-- Activity --
Lines from the one containing "of the landscape" through the final line of the entries below: reproduce them exactly, all of them and only them.

***** Data in this exercise *****

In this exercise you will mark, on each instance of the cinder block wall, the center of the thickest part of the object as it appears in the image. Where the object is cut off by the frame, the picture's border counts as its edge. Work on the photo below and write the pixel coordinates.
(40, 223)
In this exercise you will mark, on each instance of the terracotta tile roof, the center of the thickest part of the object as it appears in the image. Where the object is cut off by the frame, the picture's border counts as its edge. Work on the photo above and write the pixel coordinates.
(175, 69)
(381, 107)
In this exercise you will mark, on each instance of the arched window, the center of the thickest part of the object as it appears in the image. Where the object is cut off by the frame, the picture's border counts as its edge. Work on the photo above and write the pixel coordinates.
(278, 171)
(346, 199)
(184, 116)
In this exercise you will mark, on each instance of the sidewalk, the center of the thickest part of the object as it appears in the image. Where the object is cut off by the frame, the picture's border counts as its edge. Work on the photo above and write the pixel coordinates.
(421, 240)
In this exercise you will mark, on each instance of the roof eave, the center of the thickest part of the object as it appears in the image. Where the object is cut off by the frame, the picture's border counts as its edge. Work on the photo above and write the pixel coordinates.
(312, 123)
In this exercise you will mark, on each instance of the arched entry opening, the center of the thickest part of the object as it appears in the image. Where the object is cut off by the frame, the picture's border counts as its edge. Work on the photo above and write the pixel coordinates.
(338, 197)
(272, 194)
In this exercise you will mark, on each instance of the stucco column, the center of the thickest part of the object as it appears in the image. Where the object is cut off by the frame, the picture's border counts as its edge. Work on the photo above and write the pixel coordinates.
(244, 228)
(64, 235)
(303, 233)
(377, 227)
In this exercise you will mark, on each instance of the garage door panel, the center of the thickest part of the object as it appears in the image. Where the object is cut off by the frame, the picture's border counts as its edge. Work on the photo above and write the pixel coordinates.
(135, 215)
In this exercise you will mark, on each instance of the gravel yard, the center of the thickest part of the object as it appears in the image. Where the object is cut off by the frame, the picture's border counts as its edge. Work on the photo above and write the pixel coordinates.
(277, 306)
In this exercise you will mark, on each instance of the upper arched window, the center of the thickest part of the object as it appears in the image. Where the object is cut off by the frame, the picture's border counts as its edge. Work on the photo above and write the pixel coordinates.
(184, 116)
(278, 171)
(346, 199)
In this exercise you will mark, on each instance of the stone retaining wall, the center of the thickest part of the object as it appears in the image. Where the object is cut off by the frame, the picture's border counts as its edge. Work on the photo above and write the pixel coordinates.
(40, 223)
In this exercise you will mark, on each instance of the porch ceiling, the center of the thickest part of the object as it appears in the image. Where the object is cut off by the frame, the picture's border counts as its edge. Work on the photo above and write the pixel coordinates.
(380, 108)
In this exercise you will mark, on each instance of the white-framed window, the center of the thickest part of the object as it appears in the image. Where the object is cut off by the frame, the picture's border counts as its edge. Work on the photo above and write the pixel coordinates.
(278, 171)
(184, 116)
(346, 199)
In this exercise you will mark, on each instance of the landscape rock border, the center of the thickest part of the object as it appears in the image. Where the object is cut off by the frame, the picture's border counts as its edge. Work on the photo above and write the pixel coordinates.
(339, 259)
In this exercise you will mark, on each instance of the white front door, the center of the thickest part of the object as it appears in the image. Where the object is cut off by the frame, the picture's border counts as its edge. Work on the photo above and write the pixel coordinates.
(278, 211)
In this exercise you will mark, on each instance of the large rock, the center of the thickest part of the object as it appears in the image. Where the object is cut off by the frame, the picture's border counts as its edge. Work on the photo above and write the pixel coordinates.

*****

-- Task output --
In this exercise you will mark, on each instance of the landscape rock border, the center of the thickest part of the object as it appears in the image. Where the object is cut off by the frame, the picture's border counts as its edge. Work on the photo above and write the pixel coordinates.
(339, 259)
In this exercise you will mark, on each instance of the white front door, the center of the thickest part of the object as it appears in the image. Where the object is cut off by the frame, the picture's border counts as its edge. Work on the photo above and write the pixel coordinates.
(278, 211)
In this exercise you will mark, on each instance of the large rock, the center of the thickest part of the object as it appears in the image. Where the object is cut off by the frame, the picture's border counts as its edge. Work on the photo above and write the pixel coordinates.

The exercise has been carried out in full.